>>>>
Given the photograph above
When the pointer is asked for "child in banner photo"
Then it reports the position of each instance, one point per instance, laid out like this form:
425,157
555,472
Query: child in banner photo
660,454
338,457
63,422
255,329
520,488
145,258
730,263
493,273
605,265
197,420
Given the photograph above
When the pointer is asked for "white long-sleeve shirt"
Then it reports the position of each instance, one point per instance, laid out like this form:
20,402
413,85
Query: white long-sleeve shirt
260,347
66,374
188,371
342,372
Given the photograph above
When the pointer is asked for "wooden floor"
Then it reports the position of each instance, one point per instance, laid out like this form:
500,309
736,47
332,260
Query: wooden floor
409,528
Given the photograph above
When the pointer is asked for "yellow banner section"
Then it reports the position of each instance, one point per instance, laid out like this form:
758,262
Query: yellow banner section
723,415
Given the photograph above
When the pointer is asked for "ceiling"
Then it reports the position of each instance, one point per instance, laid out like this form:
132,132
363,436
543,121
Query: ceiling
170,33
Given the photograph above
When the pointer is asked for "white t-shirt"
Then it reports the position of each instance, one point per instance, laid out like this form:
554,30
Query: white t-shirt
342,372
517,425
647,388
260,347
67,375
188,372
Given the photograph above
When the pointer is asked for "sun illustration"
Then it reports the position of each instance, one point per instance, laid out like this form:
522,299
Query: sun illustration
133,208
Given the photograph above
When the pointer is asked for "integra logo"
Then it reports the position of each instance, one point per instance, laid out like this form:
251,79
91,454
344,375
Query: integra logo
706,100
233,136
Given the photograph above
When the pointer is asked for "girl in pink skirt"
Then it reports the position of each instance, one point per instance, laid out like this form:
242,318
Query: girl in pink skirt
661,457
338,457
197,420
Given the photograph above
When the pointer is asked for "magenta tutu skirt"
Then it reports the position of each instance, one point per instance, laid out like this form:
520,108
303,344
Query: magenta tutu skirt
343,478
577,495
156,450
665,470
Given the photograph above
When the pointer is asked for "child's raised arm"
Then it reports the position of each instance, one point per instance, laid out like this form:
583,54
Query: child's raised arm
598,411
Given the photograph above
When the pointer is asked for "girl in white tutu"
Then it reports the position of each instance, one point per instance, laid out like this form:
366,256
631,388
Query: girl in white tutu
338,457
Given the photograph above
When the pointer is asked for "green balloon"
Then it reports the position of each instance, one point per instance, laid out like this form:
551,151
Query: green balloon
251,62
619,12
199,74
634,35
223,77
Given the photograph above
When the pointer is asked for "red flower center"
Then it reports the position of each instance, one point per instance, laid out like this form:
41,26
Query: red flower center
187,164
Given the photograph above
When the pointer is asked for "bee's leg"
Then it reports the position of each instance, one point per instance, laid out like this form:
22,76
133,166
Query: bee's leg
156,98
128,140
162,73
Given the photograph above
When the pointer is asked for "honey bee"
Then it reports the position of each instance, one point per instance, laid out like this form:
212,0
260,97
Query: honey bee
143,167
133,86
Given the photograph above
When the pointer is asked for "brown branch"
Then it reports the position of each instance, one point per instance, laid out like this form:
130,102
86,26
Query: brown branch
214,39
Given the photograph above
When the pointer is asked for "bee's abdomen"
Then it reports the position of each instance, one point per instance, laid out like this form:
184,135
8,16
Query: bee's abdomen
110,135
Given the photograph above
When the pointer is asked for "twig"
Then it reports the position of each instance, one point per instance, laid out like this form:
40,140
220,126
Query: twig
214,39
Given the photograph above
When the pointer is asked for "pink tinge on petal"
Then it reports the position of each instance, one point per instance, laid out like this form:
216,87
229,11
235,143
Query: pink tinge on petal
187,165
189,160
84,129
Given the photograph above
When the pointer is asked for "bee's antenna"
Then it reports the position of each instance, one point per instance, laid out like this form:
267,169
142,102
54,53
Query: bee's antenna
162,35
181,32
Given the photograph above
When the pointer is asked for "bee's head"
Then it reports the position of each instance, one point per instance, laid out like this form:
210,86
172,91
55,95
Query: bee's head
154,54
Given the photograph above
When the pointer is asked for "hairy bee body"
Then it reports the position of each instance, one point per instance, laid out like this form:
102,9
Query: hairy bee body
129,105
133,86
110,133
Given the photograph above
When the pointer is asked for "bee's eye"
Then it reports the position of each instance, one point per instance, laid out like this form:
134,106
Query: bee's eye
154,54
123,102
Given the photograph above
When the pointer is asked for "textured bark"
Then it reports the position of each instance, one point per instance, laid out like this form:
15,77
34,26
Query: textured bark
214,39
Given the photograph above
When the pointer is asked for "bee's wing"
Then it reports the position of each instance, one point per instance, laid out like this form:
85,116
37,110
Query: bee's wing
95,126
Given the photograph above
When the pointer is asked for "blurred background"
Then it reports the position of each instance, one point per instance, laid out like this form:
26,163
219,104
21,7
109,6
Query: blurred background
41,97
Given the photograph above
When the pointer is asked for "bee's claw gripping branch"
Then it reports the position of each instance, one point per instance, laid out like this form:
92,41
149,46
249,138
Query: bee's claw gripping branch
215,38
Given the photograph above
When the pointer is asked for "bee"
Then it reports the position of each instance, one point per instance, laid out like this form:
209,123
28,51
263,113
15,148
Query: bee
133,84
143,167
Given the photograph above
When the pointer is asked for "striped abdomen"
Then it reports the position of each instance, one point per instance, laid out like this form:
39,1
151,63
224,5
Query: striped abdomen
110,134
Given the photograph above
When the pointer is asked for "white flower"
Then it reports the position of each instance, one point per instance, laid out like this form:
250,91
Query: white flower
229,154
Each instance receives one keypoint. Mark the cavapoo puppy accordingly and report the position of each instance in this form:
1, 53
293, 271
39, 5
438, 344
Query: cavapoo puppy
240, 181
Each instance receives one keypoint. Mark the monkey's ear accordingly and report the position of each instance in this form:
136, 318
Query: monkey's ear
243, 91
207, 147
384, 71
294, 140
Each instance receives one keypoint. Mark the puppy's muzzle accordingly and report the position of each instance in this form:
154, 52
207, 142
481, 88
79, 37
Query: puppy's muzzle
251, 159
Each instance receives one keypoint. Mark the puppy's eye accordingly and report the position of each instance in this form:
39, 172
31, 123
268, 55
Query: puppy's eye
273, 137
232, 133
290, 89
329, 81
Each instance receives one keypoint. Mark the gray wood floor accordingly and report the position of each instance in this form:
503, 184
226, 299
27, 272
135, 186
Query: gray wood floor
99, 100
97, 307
<<<<
To be done:
Please output every item above again, line for line, with nothing changed.

Correct answer:
Given the photograph above
When the pointer is asked for "child in banner photo"
Then it reports the position of each instance, one point per instance, laid out like this form:
425,157
555,472
Query: child in banner photo
660,454
338,457
63,422
255,329
520,488
145,258
730,263
493,273
605,265
197,420
Given the photograph above
When the pointer is asked for "white long-sleeve shirt"
Then it reports the position of each instance, one point per instance, laid out like this form:
20,402
413,85
Query: white long-sleeve shirt
260,347
66,374
188,371
342,372
Given the photograph above
When the pointer is asked for "wooden floor"
Then it reports the position of each instance, one point per instance, laid out like this form:
500,309
736,47
332,260
Query: wooden floor
409,528
Given the photograph above
When the pointer is asked for "yellow banner section"
Then it reports the position of each instance, one point per instance, laid out like this form:
758,262
Query: yellow banner section
723,415
Given the photograph above
When the pointer is asked for "ceiling"
Then it reports the position of each instance, one point per instance, laid out like this form:
132,132
363,436
543,121
Query: ceiling
170,33
Given the photograph above
When the pointer is asked for "white t-shirt"
Then it reports the position of each instance, one point per instance, laid out like this form:
554,30
Query: white t-shirt
342,372
517,425
647,388
260,347
67,375
188,372
Given the photograph above
When the pointer is asked for "sun illustration"
Then it reports the position of each instance, one point per instance, laid out like this form:
522,299
Query: sun illustration
133,208
Given the photograph above
When the pointer is asked for "integra logo"
Then it reports the position of each instance, one point per instance, laid out like this form:
251,79
91,454
344,375
Query: integra logo
706,100
233,136
Given the photograph above
When the pointer is asked for "girl in pink skirt"
Then it reports the position of each instance, one point per instance, laid out like this form:
242,318
Query: girl in pink skirt
661,457
338,457
197,420
Given the photograph above
When the pointer is asked for "magenta tutu skirt"
Then it reports the position of each instance, one point per instance, laid out like this form:
520,108
303,344
Query: magenta tutu skirt
343,478
577,495
156,450
665,470
Given the photograph above
When the pointer is asked for "child's raised arm"
Then it reports the position of each instance, one point per instance, laid out like this form:
583,54
Query: child's raised arm
598,411
Given the photograph above
When the pointer is asked for "girl in white tutu"
Then it reports the position of each instance, one point per instance, laid out like this form:
366,256
631,388
Query: girl in white tutu
338,457
Given the photograph above
When the pointer is asked for "green balloon"
Then it reports the position of each instance, one point per instance, laid out like this form:
551,151
Query: green balloon
251,62
619,12
199,74
634,35
223,77
Given the photograph above
When the pointer is asked for "red flower center"
Then it reports the position of each instance, one point per instance, laid out like this form:
41,26
Query: red flower center
187,164
Given the photograph above
When the pointer is asked for "bee's leg"
Then it reports the position of each instance, one point per instance, laid out like this form:
22,76
133,166
Query: bee's leg
156,98
128,140
162,73
Given the photograph above
When the pointer is asked for "honey bee"
Then it reports the position of each instance, one point per instance, laid out like this form:
212,0
260,97
Query: honey bee
143,167
133,86
Given the photograph above
When the pointer is asked for "brown branch"
Then it reports the position of each instance, one point per instance, laid out like this form:
130,102
86,26
Query: brown branch
214,39
Given the photograph above
When the pointer is asked for "bee's abdomen"
Then it reports the position of each instance, one point per instance, laid out like this form:
184,135
8,16
Query: bee's abdomen
110,135
Given the photograph above
When the pointer is asked for "twig"
Then it reports the position of each instance, one point per instance, laid out like this form:
40,140
220,126
Query: twig
214,39
Given the photograph above
When the pointer is asked for "pink tinge on petal"
Then it reports the position of each instance, one point per instance, laid out like this form:
216,87
229,11
235,143
Query: pink tinge on petal
187,165
189,160
84,129
Given the photograph above
When the pointer is asked for "bee's antenna"
Then it reports the position of each instance, one point per instance, laid out like this form:
267,169
142,102
54,53
Query: bee's antenna
162,35
181,32
Given the photograph above
When the pointer is asked for "bee's head"
Then it reports the position of each instance, one point per instance, laid out like this form:
210,86
172,91
55,95
Query: bee's head
154,54
Given the photograph above
When the pointer is asked for "hairy bee body"
Then it reports the position of each instance, one point per instance, laid out like this form:
102,9
Query: hairy bee body
129,105
133,86
110,133
Given the photograph above
When the pointer is asked for "bee's eye"
Then it reports the position of each instance, one point per instance, laid out like this form:
134,106
Query: bee's eye
154,54
123,102
Given the photograph above
When the pointer is asked for "textured bark"
Then it reports the position of each instance, one point per instance, laid out like this form:
15,77
34,26
Query: textured bark
214,39
Given the photograph above
When the pointer is asked for "bee's wing"
Then it reports the position of each instance, one point per instance, laid out like this form:
85,116
37,110
Query: bee's wing
95,126
Given the photograph above
When the pointer is asked for "blurred background"
Then it reports the position of each instance, one point per instance, laid out like this form:
26,163
219,104
21,7
109,6
Query: blurred background
41,97
Given the photograph above
When the pointer is asked for "bee's claw gripping branch"
Then it reports the position of each instance, one point per instance, laid out like this form:
92,41
149,46
249,138
Query: bee's claw gripping branch
215,38
Given the photograph above
When the pointer is asked for "bee"
Then it reports the position of each instance, one point per instance, laid out like this form:
209,123
28,51
263,113
15,148
Query: bee
133,84
143,167
Given the photograph above
When the pointer is asked for "striped abdomen"
Then it reports the position of each instance, one point per instance, laid out like this form:
39,1
151,63
224,5
Query: striped abdomen
110,134
Given the photograph above
When the pointer is asked for "white flower"
Then it reports the position of each instance, one point per instance, laid out like this form:
250,91
Query: white flower
229,154
Each instance receives one keypoint. Mark the cavapoo puppy accordingly and report the position of each instance in this form:
1, 53
293, 271
39, 5
438, 344
Query: cavapoo puppy
240, 181
Each instance receives one keypoint. Mark the monkey's ear accordingly and report the position of each instance in this form:
136, 318
Query: monkey's ear
243, 91
207, 147
384, 71
294, 140
Each instance receives one keypoint. Mark the puppy's muzzle accordingly and report the position of each instance in this form:
154, 52
207, 142
481, 88
79, 37
Query: puppy's muzzle
251, 159
Each instance receives one keypoint. Mark the puppy's eye accordingly and report the position of each instance in this form:
39, 172
31, 123
268, 55
Query: puppy's eye
273, 137
232, 133
290, 89
329, 81
Each instance receives one keypoint. Mark the gray wood floor accordingly and report the position of each instance in this form:
503, 184
226, 299
27, 272
135, 186
Query: gray wood floor
99, 100
97, 307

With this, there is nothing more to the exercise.